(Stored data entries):
■ ■ ■ ■ ■ ■ ■

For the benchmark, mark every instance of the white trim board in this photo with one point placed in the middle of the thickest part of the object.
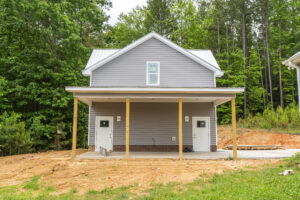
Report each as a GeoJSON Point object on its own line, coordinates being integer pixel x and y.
{"type": "Point", "coordinates": [153, 90]}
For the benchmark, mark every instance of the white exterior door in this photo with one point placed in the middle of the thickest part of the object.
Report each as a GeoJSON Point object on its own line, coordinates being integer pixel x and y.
{"type": "Point", "coordinates": [201, 133]}
{"type": "Point", "coordinates": [104, 133]}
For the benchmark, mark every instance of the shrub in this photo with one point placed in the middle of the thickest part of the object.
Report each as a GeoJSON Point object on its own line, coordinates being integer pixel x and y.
{"type": "Point", "coordinates": [14, 139]}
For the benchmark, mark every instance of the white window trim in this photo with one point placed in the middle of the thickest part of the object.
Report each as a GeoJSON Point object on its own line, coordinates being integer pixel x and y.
{"type": "Point", "coordinates": [158, 73]}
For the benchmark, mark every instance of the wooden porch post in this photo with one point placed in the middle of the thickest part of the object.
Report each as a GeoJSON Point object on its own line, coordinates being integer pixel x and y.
{"type": "Point", "coordinates": [180, 127]}
{"type": "Point", "coordinates": [74, 138]}
{"type": "Point", "coordinates": [234, 148]}
{"type": "Point", "coordinates": [127, 126]}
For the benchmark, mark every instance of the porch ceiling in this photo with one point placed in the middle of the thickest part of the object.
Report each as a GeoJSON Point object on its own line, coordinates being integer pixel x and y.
{"type": "Point", "coordinates": [217, 96]}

■ ■ ■ ■ ■ ■ ■

(Given instruction): Render the material as a JSON list of strings with one string per line. Skip blank lines and leave out the pictures.

(Final answer):
[
  "For the benchmark, mark every instance of the white trim board in this photo with one point placed in the middle of the thickest part of the object.",
  "Report each as a GeoJSON Point object on its own line, coordinates being integer pixel x and y.",
  "{\"type\": \"Point\", \"coordinates\": [153, 90]}",
  "For the benchmark, mark every instance of the white exterior door in this photo with one point placed in the middle of the thickest part of the object.",
  "Report each as a GeoJSON Point object on its own line, coordinates being integer pixel x and y.",
  "{\"type\": \"Point\", \"coordinates\": [201, 133]}",
  "{\"type\": \"Point\", \"coordinates\": [104, 133]}",
  "For the benchmark, mark every instance of the shrub in this photo with one point placed in the middle of the thickest part of the object.",
  "Report each as a GeoJSON Point object on its own line, coordinates being integer pixel x and y.",
  "{\"type\": \"Point\", \"coordinates\": [14, 139]}",
  "For the benchmark, mark every instance of the white window trim in this photo with one point placed in the middle of the thickest part of the object.",
  "Report each as a GeoJSON Point object on its own line, coordinates being integer pixel x and y.",
  "{\"type\": \"Point\", \"coordinates\": [158, 73]}",
  "For the benchmark, mark every instance of the wooden porch post in this photo with one point placed in the middle of the thickest part of the object.",
  "Report each as a GeoJSON Point object on its own line, coordinates being integer pixel x and y.",
  "{\"type\": \"Point\", \"coordinates\": [180, 127]}",
  "{\"type\": \"Point\", \"coordinates\": [74, 138]}",
  "{\"type\": \"Point\", \"coordinates\": [234, 148]}",
  "{\"type\": \"Point\", \"coordinates\": [127, 126]}",
  "For the benchmark, mark every instance of the porch ceiling in this photo with one point placed in the middle of the thickest part of the object.",
  "Report each as a GeoJSON Point object on its own line, coordinates being integer pixel x and y.",
  "{\"type\": \"Point\", \"coordinates\": [217, 96]}"
]